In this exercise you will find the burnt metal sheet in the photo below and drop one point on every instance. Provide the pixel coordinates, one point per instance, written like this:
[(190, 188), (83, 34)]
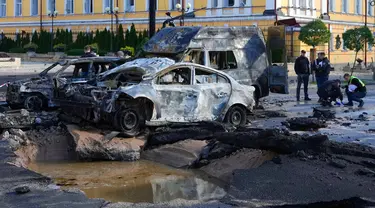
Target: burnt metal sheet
[(146, 65), (171, 40)]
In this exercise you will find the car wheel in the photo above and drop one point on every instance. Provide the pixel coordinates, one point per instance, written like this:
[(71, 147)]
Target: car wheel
[(34, 102), (130, 121), (236, 116)]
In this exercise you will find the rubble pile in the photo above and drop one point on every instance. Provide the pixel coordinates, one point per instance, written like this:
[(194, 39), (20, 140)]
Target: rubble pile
[(304, 124), (25, 119)]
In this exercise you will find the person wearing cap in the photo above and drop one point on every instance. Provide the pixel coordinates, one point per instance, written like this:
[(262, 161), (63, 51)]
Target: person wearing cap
[(302, 69), (355, 90), (329, 91), (322, 68)]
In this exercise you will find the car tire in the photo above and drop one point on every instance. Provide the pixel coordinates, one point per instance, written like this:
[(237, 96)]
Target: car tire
[(34, 102), (130, 121), (236, 116)]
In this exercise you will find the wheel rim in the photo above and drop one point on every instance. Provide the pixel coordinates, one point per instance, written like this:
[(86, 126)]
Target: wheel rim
[(236, 118), (129, 120), (34, 103)]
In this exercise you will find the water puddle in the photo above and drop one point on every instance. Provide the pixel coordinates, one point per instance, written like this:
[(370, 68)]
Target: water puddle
[(141, 181)]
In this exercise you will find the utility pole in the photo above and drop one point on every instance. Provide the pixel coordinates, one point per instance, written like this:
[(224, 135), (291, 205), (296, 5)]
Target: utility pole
[(152, 17), (366, 26)]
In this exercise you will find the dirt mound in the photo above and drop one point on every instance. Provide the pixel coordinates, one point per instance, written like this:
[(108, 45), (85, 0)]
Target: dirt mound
[(92, 144)]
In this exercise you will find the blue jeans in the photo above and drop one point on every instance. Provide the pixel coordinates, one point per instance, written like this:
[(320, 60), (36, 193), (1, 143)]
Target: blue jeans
[(355, 96), (321, 80)]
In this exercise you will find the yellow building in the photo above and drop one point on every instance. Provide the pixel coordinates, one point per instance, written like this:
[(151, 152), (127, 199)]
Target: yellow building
[(88, 15)]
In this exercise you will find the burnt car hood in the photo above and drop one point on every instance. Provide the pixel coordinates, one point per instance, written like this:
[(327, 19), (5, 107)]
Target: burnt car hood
[(172, 40), (145, 66)]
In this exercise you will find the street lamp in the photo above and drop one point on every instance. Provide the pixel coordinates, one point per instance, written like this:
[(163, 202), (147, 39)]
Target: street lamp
[(52, 15), (112, 11), (183, 9)]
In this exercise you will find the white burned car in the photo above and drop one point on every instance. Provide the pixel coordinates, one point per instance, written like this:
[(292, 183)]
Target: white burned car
[(154, 91)]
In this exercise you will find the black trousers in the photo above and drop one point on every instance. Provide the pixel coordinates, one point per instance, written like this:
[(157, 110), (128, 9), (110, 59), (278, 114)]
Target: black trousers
[(303, 78)]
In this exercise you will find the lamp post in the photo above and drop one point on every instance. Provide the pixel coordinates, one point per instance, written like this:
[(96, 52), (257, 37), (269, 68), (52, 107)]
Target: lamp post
[(52, 15), (183, 9), (111, 11)]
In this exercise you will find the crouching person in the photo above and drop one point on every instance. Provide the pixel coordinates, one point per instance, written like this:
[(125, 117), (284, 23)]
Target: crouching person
[(329, 92), (355, 90)]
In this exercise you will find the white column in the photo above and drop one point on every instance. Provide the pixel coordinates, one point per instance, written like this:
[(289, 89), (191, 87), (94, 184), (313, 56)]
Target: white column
[(314, 8), (270, 4), (220, 6), (236, 5), (290, 9), (324, 6)]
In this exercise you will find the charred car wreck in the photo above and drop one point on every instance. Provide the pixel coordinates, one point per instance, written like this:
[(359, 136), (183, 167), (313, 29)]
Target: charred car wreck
[(155, 91), (240, 52), (36, 93)]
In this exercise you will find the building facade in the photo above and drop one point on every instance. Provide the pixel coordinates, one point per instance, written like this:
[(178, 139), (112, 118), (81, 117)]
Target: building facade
[(89, 15)]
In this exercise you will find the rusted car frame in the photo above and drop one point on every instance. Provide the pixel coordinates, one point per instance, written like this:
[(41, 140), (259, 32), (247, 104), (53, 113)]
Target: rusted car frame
[(166, 92), (36, 93)]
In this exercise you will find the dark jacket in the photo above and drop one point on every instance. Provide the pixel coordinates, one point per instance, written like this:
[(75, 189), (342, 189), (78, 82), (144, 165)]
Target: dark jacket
[(302, 65), (321, 67), (330, 89), (357, 82)]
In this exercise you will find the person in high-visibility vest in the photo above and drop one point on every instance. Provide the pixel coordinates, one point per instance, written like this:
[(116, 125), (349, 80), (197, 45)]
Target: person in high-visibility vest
[(355, 90)]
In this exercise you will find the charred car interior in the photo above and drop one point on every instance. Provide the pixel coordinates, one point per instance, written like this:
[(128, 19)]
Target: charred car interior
[(156, 91), (37, 93)]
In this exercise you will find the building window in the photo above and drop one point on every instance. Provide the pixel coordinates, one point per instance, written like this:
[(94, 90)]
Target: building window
[(88, 6), (129, 6), (147, 5), (107, 4), (173, 4), (3, 8), (34, 7), (332, 5), (215, 3), (358, 6), (51, 5), (18, 8), (228, 3), (69, 6), (344, 6)]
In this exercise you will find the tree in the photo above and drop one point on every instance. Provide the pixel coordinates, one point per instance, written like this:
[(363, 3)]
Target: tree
[(314, 33), (355, 39)]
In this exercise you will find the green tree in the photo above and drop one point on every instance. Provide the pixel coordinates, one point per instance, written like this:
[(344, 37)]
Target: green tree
[(355, 39), (314, 33)]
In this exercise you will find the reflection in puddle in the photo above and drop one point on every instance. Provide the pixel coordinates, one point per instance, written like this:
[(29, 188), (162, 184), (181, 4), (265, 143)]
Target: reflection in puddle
[(140, 181)]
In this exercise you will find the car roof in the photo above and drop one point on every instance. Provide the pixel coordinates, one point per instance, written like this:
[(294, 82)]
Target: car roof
[(148, 65), (96, 59)]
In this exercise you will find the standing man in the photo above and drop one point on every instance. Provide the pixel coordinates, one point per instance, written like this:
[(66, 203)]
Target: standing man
[(329, 92), (88, 52), (302, 69), (322, 68), (355, 90)]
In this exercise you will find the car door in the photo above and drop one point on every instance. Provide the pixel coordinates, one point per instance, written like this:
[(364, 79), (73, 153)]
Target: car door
[(214, 93), (176, 95)]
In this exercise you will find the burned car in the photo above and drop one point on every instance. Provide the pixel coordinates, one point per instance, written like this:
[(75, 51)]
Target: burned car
[(156, 91), (36, 93)]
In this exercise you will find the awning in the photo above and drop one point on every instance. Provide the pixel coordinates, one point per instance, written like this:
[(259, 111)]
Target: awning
[(289, 22)]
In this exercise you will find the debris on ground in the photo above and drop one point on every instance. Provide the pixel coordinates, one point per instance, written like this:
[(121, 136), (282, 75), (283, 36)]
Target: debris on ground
[(24, 119), (304, 124), (323, 113), (91, 145)]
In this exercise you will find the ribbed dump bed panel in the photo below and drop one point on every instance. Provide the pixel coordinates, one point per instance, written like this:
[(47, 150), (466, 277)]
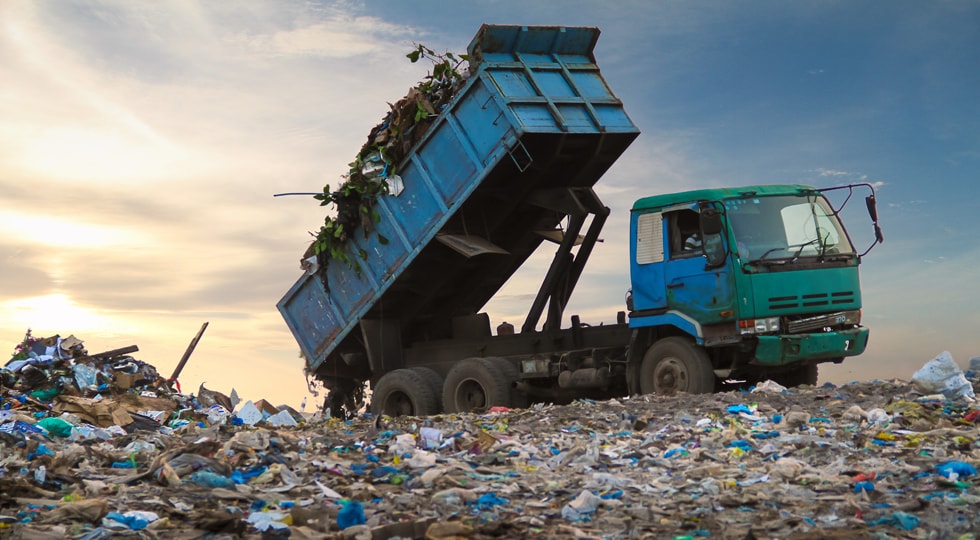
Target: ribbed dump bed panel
[(536, 115)]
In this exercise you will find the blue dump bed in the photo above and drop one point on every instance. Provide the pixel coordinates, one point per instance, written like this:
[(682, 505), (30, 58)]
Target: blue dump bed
[(535, 119)]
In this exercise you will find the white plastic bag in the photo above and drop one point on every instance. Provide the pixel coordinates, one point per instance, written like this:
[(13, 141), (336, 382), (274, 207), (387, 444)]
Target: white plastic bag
[(943, 375)]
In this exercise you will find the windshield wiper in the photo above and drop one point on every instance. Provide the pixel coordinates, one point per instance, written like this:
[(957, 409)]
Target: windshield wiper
[(783, 260)]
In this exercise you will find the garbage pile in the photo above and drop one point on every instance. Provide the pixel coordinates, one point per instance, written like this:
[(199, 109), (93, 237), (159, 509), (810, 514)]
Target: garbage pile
[(879, 459)]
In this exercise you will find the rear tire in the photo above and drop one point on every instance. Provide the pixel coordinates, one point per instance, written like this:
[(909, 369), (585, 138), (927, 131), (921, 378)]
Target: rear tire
[(676, 364), (475, 384), (403, 392)]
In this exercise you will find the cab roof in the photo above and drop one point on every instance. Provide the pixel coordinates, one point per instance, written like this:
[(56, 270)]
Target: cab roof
[(656, 202)]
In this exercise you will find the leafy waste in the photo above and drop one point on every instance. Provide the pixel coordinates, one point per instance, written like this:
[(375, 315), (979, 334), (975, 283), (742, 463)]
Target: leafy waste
[(374, 171)]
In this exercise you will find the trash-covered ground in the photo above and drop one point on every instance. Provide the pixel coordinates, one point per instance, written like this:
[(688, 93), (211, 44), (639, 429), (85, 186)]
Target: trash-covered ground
[(118, 453)]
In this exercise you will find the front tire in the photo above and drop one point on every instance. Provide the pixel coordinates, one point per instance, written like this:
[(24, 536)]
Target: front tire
[(676, 364)]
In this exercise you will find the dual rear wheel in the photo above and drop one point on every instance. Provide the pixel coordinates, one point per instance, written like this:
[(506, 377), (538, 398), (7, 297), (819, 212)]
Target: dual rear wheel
[(473, 384)]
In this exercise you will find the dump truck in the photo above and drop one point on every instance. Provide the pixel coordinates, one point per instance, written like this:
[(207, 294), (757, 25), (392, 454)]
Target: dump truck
[(728, 286)]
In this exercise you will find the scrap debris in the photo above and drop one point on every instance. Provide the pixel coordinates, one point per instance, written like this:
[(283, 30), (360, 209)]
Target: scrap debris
[(87, 452)]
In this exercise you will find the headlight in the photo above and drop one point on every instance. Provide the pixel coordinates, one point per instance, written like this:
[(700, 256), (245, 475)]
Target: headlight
[(758, 326)]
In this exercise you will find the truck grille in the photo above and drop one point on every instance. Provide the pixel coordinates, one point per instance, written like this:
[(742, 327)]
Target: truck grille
[(808, 301), (815, 323)]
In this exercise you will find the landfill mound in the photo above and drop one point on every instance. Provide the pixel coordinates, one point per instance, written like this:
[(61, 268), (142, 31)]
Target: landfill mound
[(879, 459)]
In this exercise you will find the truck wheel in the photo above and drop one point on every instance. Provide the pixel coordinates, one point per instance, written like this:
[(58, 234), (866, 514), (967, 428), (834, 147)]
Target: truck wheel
[(403, 392), (676, 364), (806, 374), (475, 384), (434, 381)]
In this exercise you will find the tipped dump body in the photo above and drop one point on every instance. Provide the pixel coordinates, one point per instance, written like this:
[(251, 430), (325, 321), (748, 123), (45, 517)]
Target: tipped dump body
[(535, 120)]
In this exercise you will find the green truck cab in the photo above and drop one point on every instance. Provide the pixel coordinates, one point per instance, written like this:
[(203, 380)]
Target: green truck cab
[(742, 284)]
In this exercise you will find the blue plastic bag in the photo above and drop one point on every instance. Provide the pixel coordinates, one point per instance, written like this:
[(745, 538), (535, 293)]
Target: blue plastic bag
[(351, 514)]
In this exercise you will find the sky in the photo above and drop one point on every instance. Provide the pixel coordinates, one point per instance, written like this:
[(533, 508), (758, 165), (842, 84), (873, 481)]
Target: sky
[(141, 144)]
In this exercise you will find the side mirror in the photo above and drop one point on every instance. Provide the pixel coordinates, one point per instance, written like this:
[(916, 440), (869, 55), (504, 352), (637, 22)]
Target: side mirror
[(712, 229), (872, 203)]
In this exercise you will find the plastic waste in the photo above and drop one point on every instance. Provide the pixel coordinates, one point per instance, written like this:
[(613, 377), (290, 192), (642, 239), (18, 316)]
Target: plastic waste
[(56, 427), (350, 515), (134, 520), (264, 521), (282, 418), (249, 414), (769, 386), (956, 469), (942, 375), (210, 479), (582, 507), (430, 438), (85, 376)]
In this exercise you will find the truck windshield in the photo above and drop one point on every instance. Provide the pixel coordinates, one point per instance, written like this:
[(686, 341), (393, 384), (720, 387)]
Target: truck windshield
[(786, 228)]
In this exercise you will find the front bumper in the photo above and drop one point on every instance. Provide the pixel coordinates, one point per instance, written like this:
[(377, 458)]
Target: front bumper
[(790, 348)]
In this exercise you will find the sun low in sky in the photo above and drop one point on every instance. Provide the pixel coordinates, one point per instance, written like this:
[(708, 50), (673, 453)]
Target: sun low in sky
[(141, 144)]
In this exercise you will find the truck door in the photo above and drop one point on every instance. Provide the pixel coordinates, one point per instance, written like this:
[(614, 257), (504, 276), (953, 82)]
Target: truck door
[(647, 263), (691, 289)]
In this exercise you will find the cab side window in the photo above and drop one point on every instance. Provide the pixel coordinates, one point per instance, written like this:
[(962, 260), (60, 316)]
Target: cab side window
[(685, 233)]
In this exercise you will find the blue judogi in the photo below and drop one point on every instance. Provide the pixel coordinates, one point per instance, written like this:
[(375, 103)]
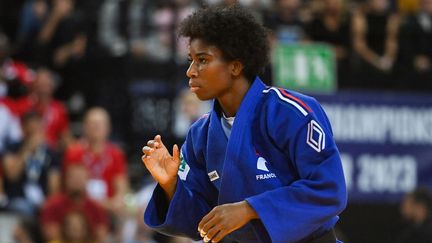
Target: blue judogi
[(280, 157)]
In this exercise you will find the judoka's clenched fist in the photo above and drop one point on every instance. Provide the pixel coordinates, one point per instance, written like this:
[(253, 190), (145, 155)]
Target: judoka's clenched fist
[(162, 166), (224, 219)]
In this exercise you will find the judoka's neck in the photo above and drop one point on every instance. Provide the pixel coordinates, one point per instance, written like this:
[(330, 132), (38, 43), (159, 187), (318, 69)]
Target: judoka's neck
[(230, 102)]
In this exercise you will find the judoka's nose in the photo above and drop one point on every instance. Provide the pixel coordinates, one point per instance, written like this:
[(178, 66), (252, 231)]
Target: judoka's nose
[(192, 71)]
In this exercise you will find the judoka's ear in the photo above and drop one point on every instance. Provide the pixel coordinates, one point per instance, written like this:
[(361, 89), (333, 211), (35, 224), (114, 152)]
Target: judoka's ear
[(236, 68)]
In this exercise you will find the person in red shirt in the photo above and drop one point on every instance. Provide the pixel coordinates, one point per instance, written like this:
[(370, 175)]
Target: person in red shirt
[(41, 100), (104, 160), (73, 201)]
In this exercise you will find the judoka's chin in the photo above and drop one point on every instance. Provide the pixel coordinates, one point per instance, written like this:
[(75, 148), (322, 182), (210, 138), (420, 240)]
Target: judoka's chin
[(202, 97)]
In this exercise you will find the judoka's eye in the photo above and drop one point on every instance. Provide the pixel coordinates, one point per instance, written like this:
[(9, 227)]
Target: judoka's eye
[(202, 60)]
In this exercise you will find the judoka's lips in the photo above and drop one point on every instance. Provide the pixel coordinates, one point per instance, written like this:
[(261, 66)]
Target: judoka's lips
[(194, 87)]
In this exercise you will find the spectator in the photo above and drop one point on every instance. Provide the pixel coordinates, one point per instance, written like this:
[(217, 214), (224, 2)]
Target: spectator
[(31, 170), (33, 16), (75, 228), (416, 208), (188, 109), (332, 25), (418, 29), (105, 161), (62, 37), (62, 211), (10, 130), (375, 31), (41, 100), (286, 23), (27, 231)]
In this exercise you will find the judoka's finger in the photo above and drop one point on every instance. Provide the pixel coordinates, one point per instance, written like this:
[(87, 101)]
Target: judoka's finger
[(151, 143), (204, 220), (213, 222), (212, 233), (158, 141), (219, 236), (147, 150), (176, 154)]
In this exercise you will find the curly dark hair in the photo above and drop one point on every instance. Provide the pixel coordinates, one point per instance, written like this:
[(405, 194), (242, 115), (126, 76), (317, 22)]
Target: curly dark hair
[(233, 30)]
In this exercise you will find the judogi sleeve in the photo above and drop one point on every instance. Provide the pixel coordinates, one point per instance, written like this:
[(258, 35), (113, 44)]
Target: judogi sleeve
[(192, 199), (314, 200)]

==*==

* What is needed: How many lines in the entries above include the string "below"? Give only the number.

* Solution for this exercise: 3